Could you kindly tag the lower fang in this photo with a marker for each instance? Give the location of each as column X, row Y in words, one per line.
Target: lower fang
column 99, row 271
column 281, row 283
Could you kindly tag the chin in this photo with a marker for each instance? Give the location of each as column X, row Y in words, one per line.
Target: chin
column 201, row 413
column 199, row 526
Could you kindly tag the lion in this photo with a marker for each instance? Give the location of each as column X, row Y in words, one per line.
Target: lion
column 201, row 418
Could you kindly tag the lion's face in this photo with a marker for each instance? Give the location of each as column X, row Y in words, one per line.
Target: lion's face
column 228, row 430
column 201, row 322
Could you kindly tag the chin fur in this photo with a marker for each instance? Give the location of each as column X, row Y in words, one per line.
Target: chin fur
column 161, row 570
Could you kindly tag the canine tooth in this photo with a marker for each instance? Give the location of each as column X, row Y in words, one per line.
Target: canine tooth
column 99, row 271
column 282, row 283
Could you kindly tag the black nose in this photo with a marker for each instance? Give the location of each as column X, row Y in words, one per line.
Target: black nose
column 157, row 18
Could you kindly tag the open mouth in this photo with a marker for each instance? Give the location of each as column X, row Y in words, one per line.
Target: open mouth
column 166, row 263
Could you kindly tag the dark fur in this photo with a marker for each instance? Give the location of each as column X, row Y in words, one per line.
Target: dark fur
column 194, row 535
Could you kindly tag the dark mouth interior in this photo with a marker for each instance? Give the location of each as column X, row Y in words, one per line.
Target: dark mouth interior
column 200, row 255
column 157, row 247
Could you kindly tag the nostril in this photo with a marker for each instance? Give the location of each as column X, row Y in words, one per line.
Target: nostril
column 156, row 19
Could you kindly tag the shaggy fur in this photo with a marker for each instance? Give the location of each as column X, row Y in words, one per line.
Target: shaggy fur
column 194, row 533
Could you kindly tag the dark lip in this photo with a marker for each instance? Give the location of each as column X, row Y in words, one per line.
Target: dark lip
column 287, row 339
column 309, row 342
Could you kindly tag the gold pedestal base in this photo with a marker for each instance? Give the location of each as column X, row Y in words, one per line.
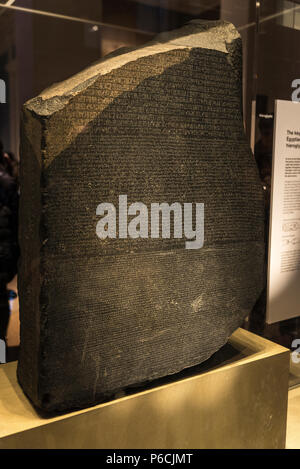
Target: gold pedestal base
column 241, row 403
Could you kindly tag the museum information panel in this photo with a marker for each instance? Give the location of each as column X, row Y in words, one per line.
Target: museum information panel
column 284, row 246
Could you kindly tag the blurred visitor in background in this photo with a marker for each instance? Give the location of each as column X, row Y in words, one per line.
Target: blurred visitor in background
column 9, row 250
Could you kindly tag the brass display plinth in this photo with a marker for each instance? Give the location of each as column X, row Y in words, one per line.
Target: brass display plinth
column 239, row 403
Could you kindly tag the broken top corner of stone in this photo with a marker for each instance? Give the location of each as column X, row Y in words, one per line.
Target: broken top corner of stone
column 214, row 35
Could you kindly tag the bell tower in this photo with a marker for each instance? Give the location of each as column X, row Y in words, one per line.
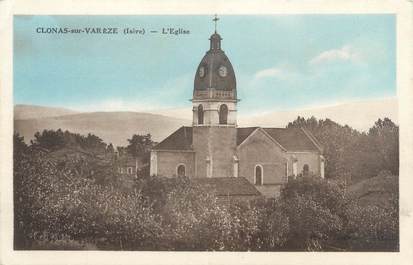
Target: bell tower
column 214, row 107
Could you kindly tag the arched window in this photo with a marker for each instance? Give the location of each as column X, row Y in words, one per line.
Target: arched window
column 223, row 114
column 180, row 171
column 306, row 170
column 258, row 175
column 200, row 114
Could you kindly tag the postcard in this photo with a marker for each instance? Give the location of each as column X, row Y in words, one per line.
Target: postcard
column 195, row 133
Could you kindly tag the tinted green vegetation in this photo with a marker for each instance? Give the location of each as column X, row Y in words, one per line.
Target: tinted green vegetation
column 69, row 196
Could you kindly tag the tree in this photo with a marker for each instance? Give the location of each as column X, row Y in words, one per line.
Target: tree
column 314, row 209
column 139, row 145
column 384, row 137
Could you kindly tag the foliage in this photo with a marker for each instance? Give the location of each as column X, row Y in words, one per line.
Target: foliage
column 139, row 145
column 353, row 156
column 314, row 208
column 51, row 202
column 68, row 198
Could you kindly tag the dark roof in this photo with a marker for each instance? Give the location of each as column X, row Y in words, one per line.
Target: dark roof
column 228, row 186
column 181, row 139
column 211, row 63
column 291, row 139
column 243, row 133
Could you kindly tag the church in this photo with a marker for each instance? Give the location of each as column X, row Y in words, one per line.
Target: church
column 215, row 147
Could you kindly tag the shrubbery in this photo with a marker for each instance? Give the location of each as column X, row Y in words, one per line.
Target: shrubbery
column 56, row 208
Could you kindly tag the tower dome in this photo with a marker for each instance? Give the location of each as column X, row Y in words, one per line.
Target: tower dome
column 215, row 77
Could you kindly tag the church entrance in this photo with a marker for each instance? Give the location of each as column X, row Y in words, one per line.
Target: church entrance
column 181, row 171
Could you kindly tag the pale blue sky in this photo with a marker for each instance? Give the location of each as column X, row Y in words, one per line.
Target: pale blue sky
column 280, row 61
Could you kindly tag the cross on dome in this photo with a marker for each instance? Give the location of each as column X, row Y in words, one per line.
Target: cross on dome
column 215, row 19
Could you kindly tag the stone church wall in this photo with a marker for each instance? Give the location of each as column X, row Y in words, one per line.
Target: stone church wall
column 219, row 145
column 168, row 162
column 312, row 159
column 259, row 149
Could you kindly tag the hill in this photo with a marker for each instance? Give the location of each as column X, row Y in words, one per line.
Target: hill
column 112, row 127
column 24, row 112
column 359, row 115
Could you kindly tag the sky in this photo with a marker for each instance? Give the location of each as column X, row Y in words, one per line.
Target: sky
column 281, row 62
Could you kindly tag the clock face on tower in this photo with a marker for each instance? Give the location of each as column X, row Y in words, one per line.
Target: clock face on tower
column 222, row 71
column 201, row 71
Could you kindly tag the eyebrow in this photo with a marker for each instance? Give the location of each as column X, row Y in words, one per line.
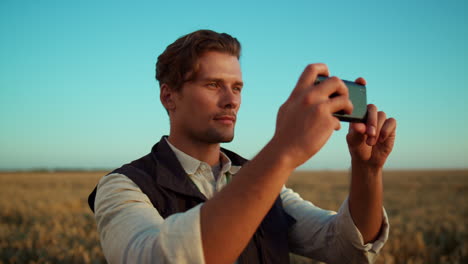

==*==

**Given instruction:** Report every line of the records above that contains the word "shaggy", treating case as significant.

**Solution to the exercise:**
Could you kindly tag the shaggy fur in this photo with a marker for each instance? Give the location of each as column X, row Y in words, one per line.
Target: shaggy fur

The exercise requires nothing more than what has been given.